┏━━

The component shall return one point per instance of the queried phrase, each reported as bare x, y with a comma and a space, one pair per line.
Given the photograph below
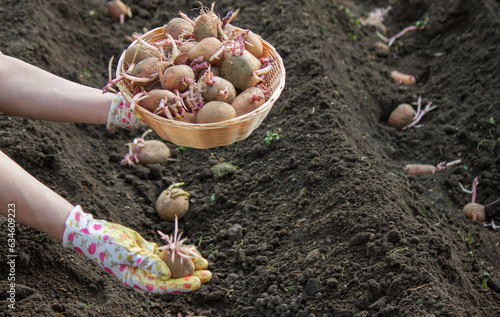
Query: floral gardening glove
124, 253
120, 115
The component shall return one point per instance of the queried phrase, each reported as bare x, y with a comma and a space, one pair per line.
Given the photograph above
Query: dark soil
320, 222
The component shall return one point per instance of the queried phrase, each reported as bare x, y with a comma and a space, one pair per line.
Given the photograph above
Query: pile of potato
205, 70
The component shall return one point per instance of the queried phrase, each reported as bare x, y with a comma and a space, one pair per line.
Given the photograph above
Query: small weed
271, 136
85, 306
352, 36
180, 149
40, 237
484, 283
467, 238
394, 251
85, 73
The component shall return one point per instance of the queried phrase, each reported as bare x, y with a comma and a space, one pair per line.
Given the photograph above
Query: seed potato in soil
323, 221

┗━━

#### TASK TO COMPLETE
Write out all of the rows above again, requests included, scaling every x and y coordinate in the answers by 1.25 and rounding each result to a whole number, with halves going up. Leave the picture out of your answer.

#### PROBLEM SOLUTION
The component shall return one point per instance of the queried phrase, each reported as bare x, y with a comma and a space, one pair per line.
Given the photograph below
Query: floral gardening glove
155, 316
150, 144
The component shall return one point per instance of the queried phrase, each reported as bare x, y with a comma and a space, one pair per line.
Given the photograph above
Query: dark soil
400, 278
The component shall return one point per instance of the queried phrase, each reported as bare x, y with a comma and a space, one pair per line.
Given the photograph above
Query: pile of potato
256, 88
The component shall return one point per instance of the queried phrase, each reported as bare x, y with a comma and a space, one pair per line.
Given the photograph above
Query: small weed
339, 170
106, 383
440, 45
225, 186
50, 296
605, 354
584, 298
493, 314
106, 91
The component shall return one point per instance of the queried phrase, each reported as bare x, y with a comma and a space, one pair per line.
Given the photograph above
Query: seed potato in soil
404, 276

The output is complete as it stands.